BEGIN
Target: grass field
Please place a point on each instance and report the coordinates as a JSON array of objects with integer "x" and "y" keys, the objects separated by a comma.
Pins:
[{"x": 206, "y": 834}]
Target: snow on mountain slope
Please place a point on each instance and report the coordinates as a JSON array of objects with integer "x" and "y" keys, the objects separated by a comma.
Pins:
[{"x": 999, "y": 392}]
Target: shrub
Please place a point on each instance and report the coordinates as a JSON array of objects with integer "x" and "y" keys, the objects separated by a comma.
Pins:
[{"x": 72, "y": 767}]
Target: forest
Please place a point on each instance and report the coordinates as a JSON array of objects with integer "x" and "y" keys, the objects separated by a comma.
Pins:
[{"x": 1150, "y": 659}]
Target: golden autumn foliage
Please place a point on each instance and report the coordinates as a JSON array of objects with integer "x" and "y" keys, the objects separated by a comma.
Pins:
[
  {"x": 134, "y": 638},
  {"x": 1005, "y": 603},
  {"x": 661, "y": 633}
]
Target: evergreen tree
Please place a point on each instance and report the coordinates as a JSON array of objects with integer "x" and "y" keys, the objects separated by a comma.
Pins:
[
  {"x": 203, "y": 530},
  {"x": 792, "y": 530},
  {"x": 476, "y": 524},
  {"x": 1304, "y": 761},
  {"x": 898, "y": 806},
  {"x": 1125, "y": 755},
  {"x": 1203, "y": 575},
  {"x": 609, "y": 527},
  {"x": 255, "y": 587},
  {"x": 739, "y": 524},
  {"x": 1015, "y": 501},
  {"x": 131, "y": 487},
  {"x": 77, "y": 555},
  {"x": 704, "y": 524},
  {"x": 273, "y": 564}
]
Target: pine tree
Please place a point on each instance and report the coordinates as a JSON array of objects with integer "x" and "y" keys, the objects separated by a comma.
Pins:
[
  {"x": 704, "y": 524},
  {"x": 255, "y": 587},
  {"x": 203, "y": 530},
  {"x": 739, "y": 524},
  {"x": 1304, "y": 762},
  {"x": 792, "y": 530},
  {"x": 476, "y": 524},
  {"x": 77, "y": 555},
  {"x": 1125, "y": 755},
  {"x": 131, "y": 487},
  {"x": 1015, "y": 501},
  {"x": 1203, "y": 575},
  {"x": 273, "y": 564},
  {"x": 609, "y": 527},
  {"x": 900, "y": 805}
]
END
Take the entries above and repeat them verbatim.

Target: grass field
Please place a point on each instance and report the coordinates as a JSON array of objects with integer "x" and "y" keys, the objects separated by a comma.
Pins:
[{"x": 206, "y": 834}]
Target: snow on mountain slope
Please place a point on each instance and report the coordinates as a JSON array of objects with integer "x" and "y" keys, the objects separated by a comma.
Pins:
[{"x": 999, "y": 392}]
Target: shrub
Please place a point on each instance and report the coordinates as a JSON array of objects with integer "x" and "y" keys, the objects separated by a comma.
Pins:
[{"x": 72, "y": 767}]
Target: forest
Please place a point on each instance and report the coordinates as a JSON array of objects with integer "x" and "y" keys, the objects separated by a comma.
Pins:
[{"x": 1150, "y": 659}]
Target: golden autumn foliage
Please place a point on each instance and report the coordinates as a JSON array of objects with integer "x" and "y" keys, the objects separated by a comma.
Pins:
[
  {"x": 134, "y": 638},
  {"x": 1005, "y": 603},
  {"x": 661, "y": 633}
]
Target: evergreen tree
Please place a point on each instance and report the coordinates as a JSON array of objects with integer "x" and "y" keys, the objects separated by a comma.
Pins:
[
  {"x": 203, "y": 530},
  {"x": 792, "y": 530},
  {"x": 476, "y": 524},
  {"x": 1304, "y": 761},
  {"x": 898, "y": 806},
  {"x": 1125, "y": 755},
  {"x": 1203, "y": 575},
  {"x": 609, "y": 527},
  {"x": 255, "y": 587},
  {"x": 739, "y": 524},
  {"x": 1015, "y": 501},
  {"x": 131, "y": 487},
  {"x": 77, "y": 555},
  {"x": 704, "y": 524},
  {"x": 273, "y": 564}
]
Target: pine tree
Please place a point on each instance and report the coordinates as a JSON array of objects with integer "x" and "y" keys, the objects separated by a comma.
Pins:
[
  {"x": 704, "y": 524},
  {"x": 255, "y": 587},
  {"x": 203, "y": 530},
  {"x": 739, "y": 524},
  {"x": 1304, "y": 762},
  {"x": 792, "y": 530},
  {"x": 476, "y": 524},
  {"x": 77, "y": 555},
  {"x": 1125, "y": 755},
  {"x": 131, "y": 487},
  {"x": 1015, "y": 501},
  {"x": 1203, "y": 575},
  {"x": 273, "y": 564},
  {"x": 609, "y": 527},
  {"x": 900, "y": 805}
]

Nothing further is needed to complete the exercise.